Text shown:
★ ★ ★ ★

2. Non-jobified code support. This is a must-have feature. Burst is just too powerful. I have a lot of main thread code without managed types for potential burst optimization. Even without vectorization, burst compiled code is at least 2-10x faster than managed C#.
3. Static read-only/const arrays. They are great candidates for Burst, because:
- They are immutable (thread safe)
- They can be easily optimized to constant values at compile time (no memory access at all)
- We don’t care about their allocation/deallocation, they just exist without initialization from code
Example use cases are MD5 and LZ4 algorithms. I already made jobified implementation of these, and they are way faster compared to C# implementations. However, I was forced to make hacks for const arrays (persistent NativeArrays with [ReadOnly] attributes).
4. Burst inspector readability. It’s a great tool, but it could be easily improved:
- Instructions coloring. I already made a modification to burst inspector code, just to test things, and it’s way easier to read:
- Ability to filter/gray out engine code. Since we can detect source file and line, it could be useful to focus on actual job code. Currently, there is a lot of code from chunk management, component data access, and native containers. It makes it harder to inspect the user-written code.\
- Filter functions. Currently, all compiled functions are combined in one plain text wall. There could be a combo box with compiled functions to select.
- Make selectable lines with Ctrl+C support.
- Clickable jumps. Usually jumps lead to labels within a function. It shouldn’t be hard to do.

★ ★ ★ ★

Entries provided:

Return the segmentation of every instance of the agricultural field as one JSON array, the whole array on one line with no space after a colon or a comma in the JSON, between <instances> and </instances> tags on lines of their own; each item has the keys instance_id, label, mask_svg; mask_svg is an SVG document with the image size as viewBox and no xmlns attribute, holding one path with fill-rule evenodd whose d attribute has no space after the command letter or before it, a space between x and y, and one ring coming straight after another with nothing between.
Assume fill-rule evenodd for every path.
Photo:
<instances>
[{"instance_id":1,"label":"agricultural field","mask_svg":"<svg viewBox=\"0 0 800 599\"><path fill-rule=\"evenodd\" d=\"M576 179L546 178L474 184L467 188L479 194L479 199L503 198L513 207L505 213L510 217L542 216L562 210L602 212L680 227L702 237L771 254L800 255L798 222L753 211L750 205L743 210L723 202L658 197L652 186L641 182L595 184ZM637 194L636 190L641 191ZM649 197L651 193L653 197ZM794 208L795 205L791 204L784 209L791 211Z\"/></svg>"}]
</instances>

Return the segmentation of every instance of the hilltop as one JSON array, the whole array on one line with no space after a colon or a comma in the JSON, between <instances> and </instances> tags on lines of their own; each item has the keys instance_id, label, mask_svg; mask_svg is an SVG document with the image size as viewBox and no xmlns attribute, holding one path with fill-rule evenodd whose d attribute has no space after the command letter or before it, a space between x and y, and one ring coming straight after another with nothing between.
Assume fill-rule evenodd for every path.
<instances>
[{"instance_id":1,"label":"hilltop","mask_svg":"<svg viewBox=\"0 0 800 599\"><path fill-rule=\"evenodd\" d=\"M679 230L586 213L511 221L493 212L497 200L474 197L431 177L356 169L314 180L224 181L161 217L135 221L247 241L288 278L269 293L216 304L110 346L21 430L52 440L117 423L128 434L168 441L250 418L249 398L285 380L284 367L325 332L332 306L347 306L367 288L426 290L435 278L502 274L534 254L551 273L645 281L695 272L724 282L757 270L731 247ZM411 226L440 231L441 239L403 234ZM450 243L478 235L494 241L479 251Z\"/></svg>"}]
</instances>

★ ★ ★ ★

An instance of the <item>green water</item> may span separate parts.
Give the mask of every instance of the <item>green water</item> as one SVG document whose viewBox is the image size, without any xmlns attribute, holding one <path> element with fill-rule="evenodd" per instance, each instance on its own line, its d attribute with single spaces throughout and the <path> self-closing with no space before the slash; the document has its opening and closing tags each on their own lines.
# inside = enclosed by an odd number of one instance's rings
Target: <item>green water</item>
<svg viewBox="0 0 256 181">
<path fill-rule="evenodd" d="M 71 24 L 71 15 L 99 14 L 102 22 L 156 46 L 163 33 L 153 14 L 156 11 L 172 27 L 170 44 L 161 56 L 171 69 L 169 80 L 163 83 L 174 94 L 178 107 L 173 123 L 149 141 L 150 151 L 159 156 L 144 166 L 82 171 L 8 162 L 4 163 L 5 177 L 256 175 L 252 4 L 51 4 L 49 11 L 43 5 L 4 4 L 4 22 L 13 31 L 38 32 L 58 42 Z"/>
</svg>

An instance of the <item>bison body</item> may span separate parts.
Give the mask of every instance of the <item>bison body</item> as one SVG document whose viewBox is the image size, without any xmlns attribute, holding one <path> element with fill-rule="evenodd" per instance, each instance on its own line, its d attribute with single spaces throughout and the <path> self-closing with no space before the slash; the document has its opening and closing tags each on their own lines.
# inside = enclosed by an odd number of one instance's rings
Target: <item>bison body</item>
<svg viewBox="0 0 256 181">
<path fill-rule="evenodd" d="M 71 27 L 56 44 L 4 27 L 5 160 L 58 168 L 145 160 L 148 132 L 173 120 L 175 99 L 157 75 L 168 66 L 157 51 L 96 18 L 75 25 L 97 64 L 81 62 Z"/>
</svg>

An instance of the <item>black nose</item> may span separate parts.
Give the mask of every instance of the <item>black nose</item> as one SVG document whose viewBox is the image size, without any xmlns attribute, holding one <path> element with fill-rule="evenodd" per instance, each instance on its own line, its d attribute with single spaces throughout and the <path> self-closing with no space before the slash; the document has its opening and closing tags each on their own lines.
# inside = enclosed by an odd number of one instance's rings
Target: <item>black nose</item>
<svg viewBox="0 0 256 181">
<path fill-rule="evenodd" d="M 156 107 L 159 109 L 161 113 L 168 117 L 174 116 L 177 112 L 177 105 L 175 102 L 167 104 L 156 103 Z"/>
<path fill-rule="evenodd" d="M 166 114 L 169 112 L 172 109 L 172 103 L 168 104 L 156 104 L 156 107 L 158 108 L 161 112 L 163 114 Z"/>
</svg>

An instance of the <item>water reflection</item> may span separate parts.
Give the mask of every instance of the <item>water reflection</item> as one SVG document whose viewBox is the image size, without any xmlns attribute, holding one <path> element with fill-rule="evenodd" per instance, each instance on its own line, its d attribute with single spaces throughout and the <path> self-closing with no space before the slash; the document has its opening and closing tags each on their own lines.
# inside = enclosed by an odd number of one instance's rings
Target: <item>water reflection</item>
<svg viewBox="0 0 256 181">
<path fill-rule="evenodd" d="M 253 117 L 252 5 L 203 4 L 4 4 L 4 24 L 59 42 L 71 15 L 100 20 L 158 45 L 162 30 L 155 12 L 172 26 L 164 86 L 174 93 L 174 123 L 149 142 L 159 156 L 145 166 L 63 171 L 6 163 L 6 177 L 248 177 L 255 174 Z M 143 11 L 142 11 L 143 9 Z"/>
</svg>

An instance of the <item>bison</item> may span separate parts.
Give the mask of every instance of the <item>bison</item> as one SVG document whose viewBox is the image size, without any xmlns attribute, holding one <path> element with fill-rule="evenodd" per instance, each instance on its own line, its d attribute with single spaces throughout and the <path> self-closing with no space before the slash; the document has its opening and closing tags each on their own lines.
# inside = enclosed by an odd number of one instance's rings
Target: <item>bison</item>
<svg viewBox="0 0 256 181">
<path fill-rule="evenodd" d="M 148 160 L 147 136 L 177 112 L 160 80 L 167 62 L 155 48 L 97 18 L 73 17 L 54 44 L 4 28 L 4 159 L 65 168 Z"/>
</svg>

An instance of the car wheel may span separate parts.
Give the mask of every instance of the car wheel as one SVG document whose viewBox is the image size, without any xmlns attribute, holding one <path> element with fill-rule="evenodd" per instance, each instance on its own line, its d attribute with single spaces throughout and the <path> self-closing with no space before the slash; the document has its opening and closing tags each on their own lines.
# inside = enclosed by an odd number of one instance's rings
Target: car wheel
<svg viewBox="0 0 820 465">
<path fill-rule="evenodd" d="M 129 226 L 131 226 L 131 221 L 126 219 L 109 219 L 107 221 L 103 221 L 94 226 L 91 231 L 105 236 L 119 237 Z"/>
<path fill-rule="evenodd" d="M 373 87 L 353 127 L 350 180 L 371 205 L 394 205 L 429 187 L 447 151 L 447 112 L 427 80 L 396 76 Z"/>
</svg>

★ ★ ★ ★

What you will do:
- A) In the Burst feature list, how much faster than managed C# is Burst compiled code even without vectorization?
- B) From the Burst feature list, copy the passage between "2. Non-jobified code" and "access at all)", inclusive, changing "compile time" to "build time".

Answers for this exercise:
- A) At least 2-10x faster.

- B)
2. Non-jobified code support. This is a must-have feature. Burst is just too powerful. I have a lot of main thread code without managed types for potential burst optimization. Even without vectorization, burst compiled code is at least 2-10x faster than managed C#.
3. Static read-only/const arrays. They are great candidates for Burst, because:
- They are immutable (thread safe)
- They can be easily optimized to constant values at build time (no memory access at all)